● **Excerpt**:
Consultations on the Dearing committee's report, Higher Education in the Learning Society, are now closed, although late submissions are still trickling in. Next comes the report of Bob Fryer's advisory group on lifelong learning and sometime later the government's white paper. Timing has slipped from early to late November and may slip further.
This is not surprising. The task is hideously difficult. What the government can do depends in large part on what it is willing to fund. The competing claims of further and higher education must be balanced. Within further education decisions are needed - though there is little sign they will be made - on a simple structure for 16 to 19 qualifications. Within higher education excellence and access must be balanced.
As the Dearing consultations have gone on, initial relief that the report accepted higher education's need for more money has given way to disappointment. The report seemed quite literally to come apart in people's hands the more they studied it. It is now felt that the committee, concerned with consensus, ducked the big issue.
That issue has emerged as the protection and management of diversity. As debate has bogged down over funding, quality assurance, research organisation, qualifications frameworks, it has become apparent that there are broadly two ways to protect diversity in a mass system. There is a market model in which student choice drives diversity and institutions respond to demand. Or there is managed diversity on something like the California model where institutions are separated into different groups: research institutions, four-year universities and two-year community colleges, each with distinct missions.
Equally apparent is that neither model is acceptable to all. The market model terrifies those in institutions and teaching courses which attract less well-off students or do not lead obviously to jobs - and this week's news of the sharp fall in applications for next year will reinforce those fears. A formally tiered system is anathema to institutions only recently freed from the restrictions of the binary line.
Instead of opting for one or other and seeing how to make it work, the Dearing committee did neither. Instead it recommended a series of mechanisms and agencies - threshold standards, a common framework for qualifications, better information for students, a teaching and learning institute, accredited training for academics, strengthened external examiner arrangements - which are to be largely created by institutions' collective effort and are presented as a defence against interference.

● **Data provided**:
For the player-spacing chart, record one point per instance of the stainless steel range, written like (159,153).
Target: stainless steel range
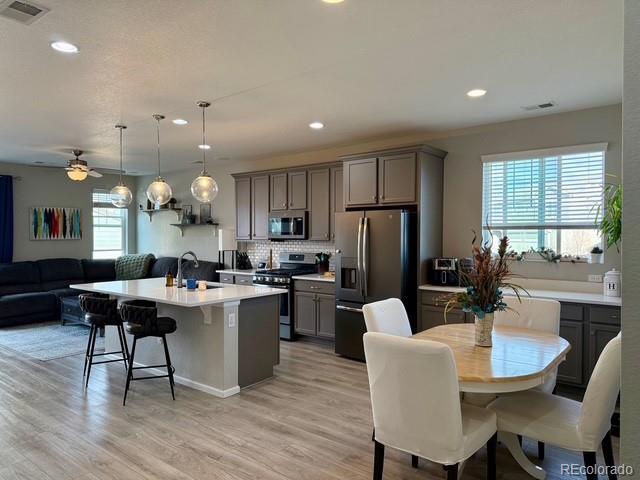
(291,264)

● **Set problem**: Name each mechanism or agency that the commentary on the Dearing report says the committee recommended. Nothing in the listing is needed here.

● **Written solution**:
- threshold standards
- a common framework for qualifications
- better information for students
- a teaching and learning institute
- accredited training for academics
- strengthened external examiner arrangements